## Start Data provided

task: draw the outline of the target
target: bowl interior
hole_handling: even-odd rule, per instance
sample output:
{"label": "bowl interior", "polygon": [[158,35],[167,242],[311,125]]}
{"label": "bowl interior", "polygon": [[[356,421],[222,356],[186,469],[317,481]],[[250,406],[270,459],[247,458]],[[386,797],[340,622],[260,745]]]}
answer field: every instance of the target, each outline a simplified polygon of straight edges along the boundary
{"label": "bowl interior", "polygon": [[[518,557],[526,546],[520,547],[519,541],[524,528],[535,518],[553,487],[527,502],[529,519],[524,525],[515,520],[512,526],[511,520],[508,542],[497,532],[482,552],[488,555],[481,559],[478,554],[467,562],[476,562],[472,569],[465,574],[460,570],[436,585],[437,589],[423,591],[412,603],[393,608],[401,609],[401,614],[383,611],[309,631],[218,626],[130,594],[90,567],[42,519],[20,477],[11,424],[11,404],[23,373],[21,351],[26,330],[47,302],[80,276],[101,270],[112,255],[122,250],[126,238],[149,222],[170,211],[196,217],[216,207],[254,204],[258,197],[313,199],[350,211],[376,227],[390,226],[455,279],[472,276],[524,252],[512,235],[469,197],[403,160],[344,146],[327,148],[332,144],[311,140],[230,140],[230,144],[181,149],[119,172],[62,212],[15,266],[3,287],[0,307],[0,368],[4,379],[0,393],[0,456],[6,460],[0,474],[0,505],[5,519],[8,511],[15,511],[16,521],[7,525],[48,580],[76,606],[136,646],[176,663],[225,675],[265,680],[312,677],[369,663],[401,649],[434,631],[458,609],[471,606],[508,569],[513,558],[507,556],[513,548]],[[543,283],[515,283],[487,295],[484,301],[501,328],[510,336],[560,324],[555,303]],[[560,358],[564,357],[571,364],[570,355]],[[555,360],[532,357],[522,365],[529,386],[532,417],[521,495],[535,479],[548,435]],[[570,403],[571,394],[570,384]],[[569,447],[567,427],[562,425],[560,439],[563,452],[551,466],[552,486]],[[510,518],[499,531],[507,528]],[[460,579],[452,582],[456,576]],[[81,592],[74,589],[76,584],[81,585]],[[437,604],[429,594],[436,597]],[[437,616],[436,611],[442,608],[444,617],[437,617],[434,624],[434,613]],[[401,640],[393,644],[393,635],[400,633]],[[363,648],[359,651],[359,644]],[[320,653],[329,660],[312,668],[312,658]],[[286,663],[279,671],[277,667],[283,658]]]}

## End Data provided

● Written exercise
Please output every record, keeping each line exact.

● Response to this task
task: draw the outline of the target
target: bowl interior
hole_handling: even-odd rule, per instance
sample output:
{"label": "bowl interior", "polygon": [[158,35],[167,242],[311,125]]}
{"label": "bowl interior", "polygon": [[[356,421],[222,356],[186,469],[317,481]],[[250,406],[270,459],[247,458]],[[386,797],[340,622],[260,745]]]}
answer field: every instance of the target, each outline a simplified polygon of straight edges along the boundary
{"label": "bowl interior", "polygon": [[[518,557],[526,546],[520,547],[519,541],[524,528],[535,518],[553,487],[527,502],[529,519],[524,525],[515,520],[512,526],[511,520],[508,542],[497,532],[482,552],[488,555],[481,559],[478,554],[467,562],[476,562],[472,569],[465,574],[460,570],[436,585],[437,589],[423,591],[412,603],[393,608],[401,609],[401,614],[383,611],[309,631],[218,626],[130,594],[90,567],[42,519],[20,477],[11,424],[11,404],[23,373],[21,351],[26,330],[47,302],[80,276],[101,270],[112,255],[122,250],[126,238],[149,222],[170,211],[196,217],[216,207],[254,204],[258,197],[313,199],[350,211],[376,227],[390,226],[455,279],[472,276],[524,252],[512,235],[469,197],[403,160],[344,146],[327,148],[332,144],[311,140],[230,140],[230,144],[181,149],[119,172],[62,212],[15,266],[3,287],[0,307],[0,368],[4,379],[0,393],[0,456],[6,460],[0,474],[0,505],[5,519],[8,511],[15,511],[16,521],[7,525],[48,580],[76,606],[136,646],[176,663],[225,675],[265,680],[312,677],[369,663],[401,649],[434,631],[458,609],[471,606],[508,569],[513,558],[507,556],[513,548]],[[543,283],[515,283],[487,295],[484,301],[501,328],[510,336],[560,324],[555,303]],[[560,358],[564,357],[571,364],[570,355]],[[555,360],[532,357],[522,365],[529,386],[532,417],[521,495],[535,479],[548,435]],[[570,403],[571,394],[570,384]],[[569,447],[567,427],[562,425],[560,439],[563,452],[551,466],[552,486]],[[510,518],[499,531],[507,528]],[[460,579],[452,582],[456,576]],[[81,592],[74,589],[76,584],[81,585]],[[437,604],[429,594],[436,597]],[[437,616],[436,611],[442,608],[444,617],[437,617],[434,624],[434,613]],[[401,640],[393,644],[393,635],[400,633]],[[363,648],[359,651],[359,644]],[[320,653],[329,660],[312,668],[312,658]],[[286,663],[279,671],[277,667],[283,658]]]}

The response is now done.